Material to process =>
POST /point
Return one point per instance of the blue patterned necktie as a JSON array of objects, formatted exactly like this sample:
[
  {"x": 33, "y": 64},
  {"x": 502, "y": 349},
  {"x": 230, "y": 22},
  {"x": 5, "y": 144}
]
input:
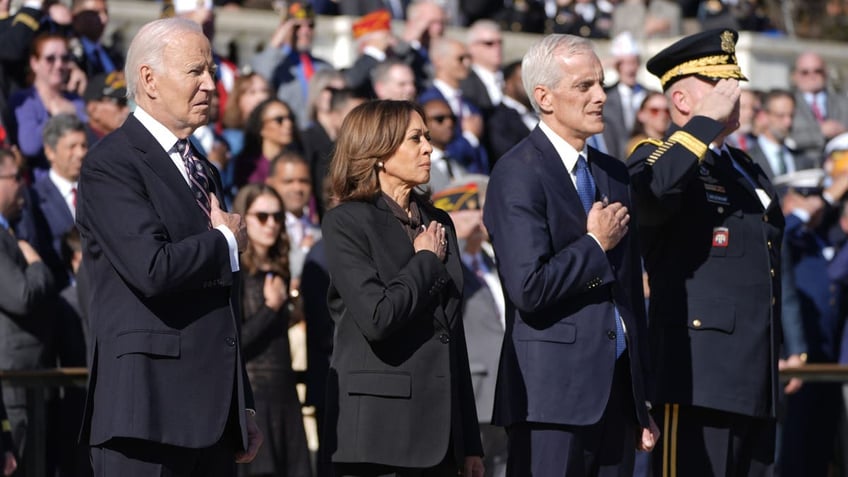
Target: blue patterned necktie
[
  {"x": 198, "y": 181},
  {"x": 586, "y": 190},
  {"x": 585, "y": 183}
]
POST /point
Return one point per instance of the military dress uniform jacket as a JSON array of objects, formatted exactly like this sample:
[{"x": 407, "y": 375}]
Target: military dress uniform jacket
[{"x": 712, "y": 253}]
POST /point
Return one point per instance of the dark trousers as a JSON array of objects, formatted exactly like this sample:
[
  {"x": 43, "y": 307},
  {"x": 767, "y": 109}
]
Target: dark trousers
[
  {"x": 124, "y": 457},
  {"x": 606, "y": 448},
  {"x": 697, "y": 441}
]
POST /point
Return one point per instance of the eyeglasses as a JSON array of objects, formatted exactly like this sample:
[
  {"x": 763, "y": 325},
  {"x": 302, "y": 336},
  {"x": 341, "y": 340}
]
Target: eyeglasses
[
  {"x": 61, "y": 58},
  {"x": 280, "y": 119},
  {"x": 489, "y": 43},
  {"x": 263, "y": 217},
  {"x": 440, "y": 118},
  {"x": 17, "y": 176}
]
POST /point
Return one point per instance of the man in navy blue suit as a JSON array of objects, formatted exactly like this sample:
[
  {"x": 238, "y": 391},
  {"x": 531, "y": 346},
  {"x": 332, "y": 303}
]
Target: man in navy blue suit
[{"x": 571, "y": 383}]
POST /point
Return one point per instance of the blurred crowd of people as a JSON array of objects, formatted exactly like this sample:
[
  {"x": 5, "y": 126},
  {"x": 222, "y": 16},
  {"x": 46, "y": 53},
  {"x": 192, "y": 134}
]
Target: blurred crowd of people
[{"x": 271, "y": 138}]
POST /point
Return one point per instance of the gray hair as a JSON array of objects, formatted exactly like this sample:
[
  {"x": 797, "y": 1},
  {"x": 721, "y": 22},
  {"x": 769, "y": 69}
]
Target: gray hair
[
  {"x": 59, "y": 125},
  {"x": 148, "y": 47},
  {"x": 540, "y": 67}
]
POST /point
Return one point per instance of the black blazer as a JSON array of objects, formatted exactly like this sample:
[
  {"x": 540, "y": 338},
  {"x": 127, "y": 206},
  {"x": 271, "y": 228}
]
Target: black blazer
[
  {"x": 163, "y": 308},
  {"x": 399, "y": 389}
]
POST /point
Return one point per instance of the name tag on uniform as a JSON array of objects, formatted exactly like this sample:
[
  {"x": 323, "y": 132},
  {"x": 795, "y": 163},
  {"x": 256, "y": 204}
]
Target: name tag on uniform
[
  {"x": 721, "y": 237},
  {"x": 716, "y": 198}
]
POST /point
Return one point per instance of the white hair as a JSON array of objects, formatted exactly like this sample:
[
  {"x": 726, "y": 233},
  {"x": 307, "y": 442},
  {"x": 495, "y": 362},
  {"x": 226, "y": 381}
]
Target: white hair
[
  {"x": 540, "y": 65},
  {"x": 148, "y": 47}
]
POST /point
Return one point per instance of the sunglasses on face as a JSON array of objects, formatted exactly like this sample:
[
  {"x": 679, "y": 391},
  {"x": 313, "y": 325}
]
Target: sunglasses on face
[
  {"x": 54, "y": 58},
  {"x": 263, "y": 217},
  {"x": 656, "y": 111},
  {"x": 440, "y": 118},
  {"x": 490, "y": 43},
  {"x": 280, "y": 119},
  {"x": 17, "y": 176}
]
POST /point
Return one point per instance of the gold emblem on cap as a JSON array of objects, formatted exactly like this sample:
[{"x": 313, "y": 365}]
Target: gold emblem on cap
[{"x": 727, "y": 43}]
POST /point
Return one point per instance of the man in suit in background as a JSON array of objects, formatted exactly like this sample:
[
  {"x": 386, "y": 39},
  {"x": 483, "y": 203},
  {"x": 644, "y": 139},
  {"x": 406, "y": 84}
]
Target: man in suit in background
[
  {"x": 65, "y": 145},
  {"x": 168, "y": 393},
  {"x": 820, "y": 114},
  {"x": 624, "y": 97},
  {"x": 711, "y": 228},
  {"x": 484, "y": 84},
  {"x": 571, "y": 384},
  {"x": 769, "y": 149},
  {"x": 26, "y": 323},
  {"x": 513, "y": 119}
]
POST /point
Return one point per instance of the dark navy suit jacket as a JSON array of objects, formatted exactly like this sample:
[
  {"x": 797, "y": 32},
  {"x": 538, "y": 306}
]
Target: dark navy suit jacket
[{"x": 561, "y": 290}]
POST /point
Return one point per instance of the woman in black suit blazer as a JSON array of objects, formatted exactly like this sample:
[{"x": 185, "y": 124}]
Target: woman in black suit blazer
[{"x": 400, "y": 400}]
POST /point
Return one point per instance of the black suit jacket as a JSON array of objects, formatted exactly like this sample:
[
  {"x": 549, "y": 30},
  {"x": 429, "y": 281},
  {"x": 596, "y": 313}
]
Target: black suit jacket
[
  {"x": 163, "y": 307},
  {"x": 399, "y": 388},
  {"x": 561, "y": 290}
]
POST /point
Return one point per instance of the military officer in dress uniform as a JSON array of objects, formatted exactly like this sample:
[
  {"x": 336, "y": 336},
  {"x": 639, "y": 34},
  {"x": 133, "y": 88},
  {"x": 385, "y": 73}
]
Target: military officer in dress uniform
[{"x": 710, "y": 225}]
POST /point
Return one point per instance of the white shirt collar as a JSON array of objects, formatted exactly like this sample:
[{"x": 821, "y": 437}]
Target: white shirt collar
[
  {"x": 163, "y": 135},
  {"x": 567, "y": 153}
]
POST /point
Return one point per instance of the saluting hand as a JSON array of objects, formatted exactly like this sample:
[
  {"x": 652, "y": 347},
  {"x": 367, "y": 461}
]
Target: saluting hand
[
  {"x": 234, "y": 222},
  {"x": 608, "y": 223}
]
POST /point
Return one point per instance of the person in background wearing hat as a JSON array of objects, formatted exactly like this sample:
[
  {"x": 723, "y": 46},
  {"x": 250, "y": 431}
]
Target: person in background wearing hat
[
  {"x": 483, "y": 307},
  {"x": 624, "y": 97},
  {"x": 106, "y": 104},
  {"x": 511, "y": 120},
  {"x": 287, "y": 61},
  {"x": 710, "y": 227},
  {"x": 393, "y": 79},
  {"x": 484, "y": 84},
  {"x": 572, "y": 377},
  {"x": 93, "y": 58},
  {"x": 769, "y": 149},
  {"x": 820, "y": 114},
  {"x": 808, "y": 426},
  {"x": 452, "y": 65},
  {"x": 374, "y": 42}
]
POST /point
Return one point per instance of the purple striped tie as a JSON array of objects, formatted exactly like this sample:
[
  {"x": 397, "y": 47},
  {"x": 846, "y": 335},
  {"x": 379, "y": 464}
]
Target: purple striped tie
[{"x": 198, "y": 181}]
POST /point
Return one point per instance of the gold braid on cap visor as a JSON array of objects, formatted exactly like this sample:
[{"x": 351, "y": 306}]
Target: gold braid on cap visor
[{"x": 716, "y": 66}]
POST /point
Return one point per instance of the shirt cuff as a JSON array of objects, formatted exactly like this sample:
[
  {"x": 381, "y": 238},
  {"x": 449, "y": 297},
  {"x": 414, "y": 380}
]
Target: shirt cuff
[
  {"x": 595, "y": 239},
  {"x": 232, "y": 245}
]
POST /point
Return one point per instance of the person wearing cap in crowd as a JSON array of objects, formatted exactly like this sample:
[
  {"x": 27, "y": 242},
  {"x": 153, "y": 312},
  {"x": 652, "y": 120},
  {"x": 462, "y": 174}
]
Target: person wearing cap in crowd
[
  {"x": 106, "y": 104},
  {"x": 511, "y": 120},
  {"x": 769, "y": 149},
  {"x": 484, "y": 84},
  {"x": 89, "y": 22},
  {"x": 710, "y": 227},
  {"x": 808, "y": 426},
  {"x": 374, "y": 41},
  {"x": 820, "y": 114},
  {"x": 572, "y": 377},
  {"x": 202, "y": 12},
  {"x": 287, "y": 61},
  {"x": 483, "y": 306},
  {"x": 624, "y": 97}
]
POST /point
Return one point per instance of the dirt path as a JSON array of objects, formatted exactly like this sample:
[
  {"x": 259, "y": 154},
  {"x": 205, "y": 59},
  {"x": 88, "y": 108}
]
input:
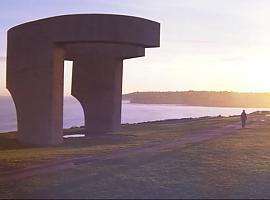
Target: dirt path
[{"x": 179, "y": 142}]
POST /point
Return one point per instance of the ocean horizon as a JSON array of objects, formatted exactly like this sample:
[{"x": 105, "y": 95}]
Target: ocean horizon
[{"x": 131, "y": 113}]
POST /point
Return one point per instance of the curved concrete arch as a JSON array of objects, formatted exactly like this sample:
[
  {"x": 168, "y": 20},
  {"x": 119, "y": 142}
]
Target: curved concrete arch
[{"x": 97, "y": 44}]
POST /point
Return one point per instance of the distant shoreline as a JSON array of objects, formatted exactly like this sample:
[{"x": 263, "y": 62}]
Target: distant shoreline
[{"x": 202, "y": 99}]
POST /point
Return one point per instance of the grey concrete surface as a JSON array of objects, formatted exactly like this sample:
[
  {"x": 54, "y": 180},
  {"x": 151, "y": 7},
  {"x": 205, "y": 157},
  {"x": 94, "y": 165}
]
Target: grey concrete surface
[{"x": 97, "y": 44}]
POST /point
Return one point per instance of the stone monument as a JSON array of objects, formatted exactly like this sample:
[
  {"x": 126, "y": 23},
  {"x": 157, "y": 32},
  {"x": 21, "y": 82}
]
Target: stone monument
[{"x": 97, "y": 44}]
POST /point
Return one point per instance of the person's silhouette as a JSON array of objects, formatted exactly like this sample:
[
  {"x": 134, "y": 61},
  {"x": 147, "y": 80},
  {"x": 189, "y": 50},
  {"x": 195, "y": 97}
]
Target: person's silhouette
[{"x": 243, "y": 118}]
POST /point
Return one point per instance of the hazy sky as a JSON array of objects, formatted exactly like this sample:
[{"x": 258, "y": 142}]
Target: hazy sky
[{"x": 205, "y": 44}]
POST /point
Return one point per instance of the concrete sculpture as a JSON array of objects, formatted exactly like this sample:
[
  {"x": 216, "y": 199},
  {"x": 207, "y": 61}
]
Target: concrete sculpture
[{"x": 97, "y": 44}]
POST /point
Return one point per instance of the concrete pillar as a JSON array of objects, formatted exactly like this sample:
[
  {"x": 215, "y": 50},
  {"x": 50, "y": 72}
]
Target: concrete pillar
[
  {"x": 98, "y": 44},
  {"x": 97, "y": 84},
  {"x": 36, "y": 85}
]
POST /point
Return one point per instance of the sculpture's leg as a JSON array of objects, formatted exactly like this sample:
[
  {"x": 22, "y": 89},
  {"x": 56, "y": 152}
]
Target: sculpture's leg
[
  {"x": 97, "y": 84},
  {"x": 35, "y": 81}
]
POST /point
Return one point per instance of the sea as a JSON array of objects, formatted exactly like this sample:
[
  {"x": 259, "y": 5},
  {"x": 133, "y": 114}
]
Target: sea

Problem details =>
Give back every line above that contains the word "grey".

Full response =>
Return one point per instance of the grey concrete surface as a JSON array of objects, formatted exactly like this sample:
Target: grey concrete surface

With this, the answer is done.